**What is expected**
Transcribe precisely those lines of the listing that fall between the line containing "highway in the photo above." and the last line, inclusive of both.

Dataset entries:
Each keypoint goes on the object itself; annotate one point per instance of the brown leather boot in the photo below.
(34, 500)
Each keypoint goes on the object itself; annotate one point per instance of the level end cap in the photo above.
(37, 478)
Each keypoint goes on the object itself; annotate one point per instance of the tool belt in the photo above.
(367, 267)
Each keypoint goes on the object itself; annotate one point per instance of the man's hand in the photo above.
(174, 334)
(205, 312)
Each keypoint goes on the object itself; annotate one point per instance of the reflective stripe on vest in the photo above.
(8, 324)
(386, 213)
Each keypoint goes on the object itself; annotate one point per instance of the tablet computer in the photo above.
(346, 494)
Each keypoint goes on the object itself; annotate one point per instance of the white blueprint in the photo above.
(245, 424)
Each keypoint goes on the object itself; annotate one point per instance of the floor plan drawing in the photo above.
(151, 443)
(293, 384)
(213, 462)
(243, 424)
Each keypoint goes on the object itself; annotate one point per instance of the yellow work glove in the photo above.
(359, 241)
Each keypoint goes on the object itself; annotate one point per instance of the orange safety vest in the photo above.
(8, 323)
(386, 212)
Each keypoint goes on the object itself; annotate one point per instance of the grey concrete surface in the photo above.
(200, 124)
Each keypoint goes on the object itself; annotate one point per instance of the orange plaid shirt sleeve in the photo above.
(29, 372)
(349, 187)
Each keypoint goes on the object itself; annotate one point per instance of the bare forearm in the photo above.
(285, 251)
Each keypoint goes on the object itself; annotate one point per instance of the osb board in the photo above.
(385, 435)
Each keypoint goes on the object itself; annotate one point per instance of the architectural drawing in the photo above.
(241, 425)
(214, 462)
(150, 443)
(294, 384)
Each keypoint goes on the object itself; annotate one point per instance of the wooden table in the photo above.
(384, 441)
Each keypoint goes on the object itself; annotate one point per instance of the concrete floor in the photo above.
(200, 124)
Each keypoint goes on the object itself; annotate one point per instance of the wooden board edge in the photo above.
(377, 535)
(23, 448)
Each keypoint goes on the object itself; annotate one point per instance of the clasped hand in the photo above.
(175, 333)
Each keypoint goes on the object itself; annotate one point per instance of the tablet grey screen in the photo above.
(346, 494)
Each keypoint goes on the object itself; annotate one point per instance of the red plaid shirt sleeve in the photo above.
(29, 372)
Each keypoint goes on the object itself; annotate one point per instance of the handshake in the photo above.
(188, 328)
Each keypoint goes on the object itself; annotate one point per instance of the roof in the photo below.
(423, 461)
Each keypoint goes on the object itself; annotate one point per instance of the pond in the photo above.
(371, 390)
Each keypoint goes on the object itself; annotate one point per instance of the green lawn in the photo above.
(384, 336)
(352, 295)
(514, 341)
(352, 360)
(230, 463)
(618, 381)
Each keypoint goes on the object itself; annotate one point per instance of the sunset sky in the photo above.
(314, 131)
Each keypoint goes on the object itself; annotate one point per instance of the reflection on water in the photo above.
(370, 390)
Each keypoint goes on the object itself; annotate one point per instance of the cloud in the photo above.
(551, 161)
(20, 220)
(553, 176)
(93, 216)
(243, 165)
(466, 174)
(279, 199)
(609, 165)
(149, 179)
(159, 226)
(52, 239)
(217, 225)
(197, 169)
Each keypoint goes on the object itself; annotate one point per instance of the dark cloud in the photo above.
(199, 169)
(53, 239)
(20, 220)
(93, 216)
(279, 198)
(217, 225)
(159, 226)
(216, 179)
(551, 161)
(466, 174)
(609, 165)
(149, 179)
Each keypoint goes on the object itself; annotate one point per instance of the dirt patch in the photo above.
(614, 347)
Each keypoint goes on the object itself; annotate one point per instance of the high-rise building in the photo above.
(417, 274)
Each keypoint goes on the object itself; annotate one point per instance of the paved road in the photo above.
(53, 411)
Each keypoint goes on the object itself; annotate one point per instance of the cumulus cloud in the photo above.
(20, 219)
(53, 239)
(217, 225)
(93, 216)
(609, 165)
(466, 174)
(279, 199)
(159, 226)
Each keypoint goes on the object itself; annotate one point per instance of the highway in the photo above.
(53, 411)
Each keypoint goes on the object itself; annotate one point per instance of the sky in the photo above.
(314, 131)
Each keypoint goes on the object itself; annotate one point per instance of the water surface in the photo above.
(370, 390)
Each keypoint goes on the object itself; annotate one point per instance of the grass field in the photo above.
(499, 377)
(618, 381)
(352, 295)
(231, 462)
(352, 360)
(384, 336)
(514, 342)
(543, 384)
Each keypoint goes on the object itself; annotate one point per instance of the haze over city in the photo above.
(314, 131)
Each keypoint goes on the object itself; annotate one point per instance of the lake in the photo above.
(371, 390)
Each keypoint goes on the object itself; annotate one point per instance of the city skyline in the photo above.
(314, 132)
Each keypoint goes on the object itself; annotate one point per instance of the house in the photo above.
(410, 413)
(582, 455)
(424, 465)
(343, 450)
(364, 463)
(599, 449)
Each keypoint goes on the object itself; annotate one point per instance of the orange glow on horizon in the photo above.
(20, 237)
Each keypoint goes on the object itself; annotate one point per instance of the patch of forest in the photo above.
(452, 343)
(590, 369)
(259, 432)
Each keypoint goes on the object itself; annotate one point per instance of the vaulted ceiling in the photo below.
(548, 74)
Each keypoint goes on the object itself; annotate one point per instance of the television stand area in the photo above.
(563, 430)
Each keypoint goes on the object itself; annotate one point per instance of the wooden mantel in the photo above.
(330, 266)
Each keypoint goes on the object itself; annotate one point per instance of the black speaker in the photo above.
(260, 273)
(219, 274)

**Answer to this exercise**
Each keypoint goes on the object itself; annotate one point per instance of the highway in the photo above.
(53, 411)
Each keypoint goes on the object itself; annotate one point per instance of the sky in the photo above.
(314, 131)
Each keypoint goes on the object itself; annotate one point per instance of the water surface in the photo above.
(370, 390)
Each keypoint goes on the object itself; annotate one point per instance of the grass field in the photo above.
(499, 377)
(618, 381)
(352, 295)
(231, 462)
(352, 360)
(384, 336)
(514, 342)
(543, 384)
Each keypoint goes on the object itself; annotate one point per instance of the haze over city in the photo above.
(314, 131)
Each keypoint goes on the object itself; annotate one point per instance of the lake in the photo above.
(371, 390)
Each keypoint goes on the object itself; annotate one point per instance of the city skyline in the photo above.
(314, 132)
Each keypoint goes on the object itself; annotate one point per instance of the house in the photo above.
(410, 413)
(582, 455)
(424, 465)
(343, 450)
(364, 463)
(599, 449)
Each keypoint goes on the object itself; annotate one point per instance of the orange glow on horizon in the photo above.
(20, 237)
Each keypoint goes on the object itself; annotate one point per instance of the patch of forest in the photo above.
(452, 343)
(590, 369)
(259, 432)
Each keypoint goes on the object itself; annotate one point per instance of the vaulted ceiling in the photo below.
(548, 74)
Each keypoint goes on the object itself; annotate one point per instance of the television stand area in the photo above.
(563, 430)
Each keypoint goes on the object itself; annotate one point per instance of the wooden mantel in the photo above.
(330, 266)
Each keypoint goes on the object itself; annotate one point per instance of the black speaker in the photo above.
(260, 273)
(219, 274)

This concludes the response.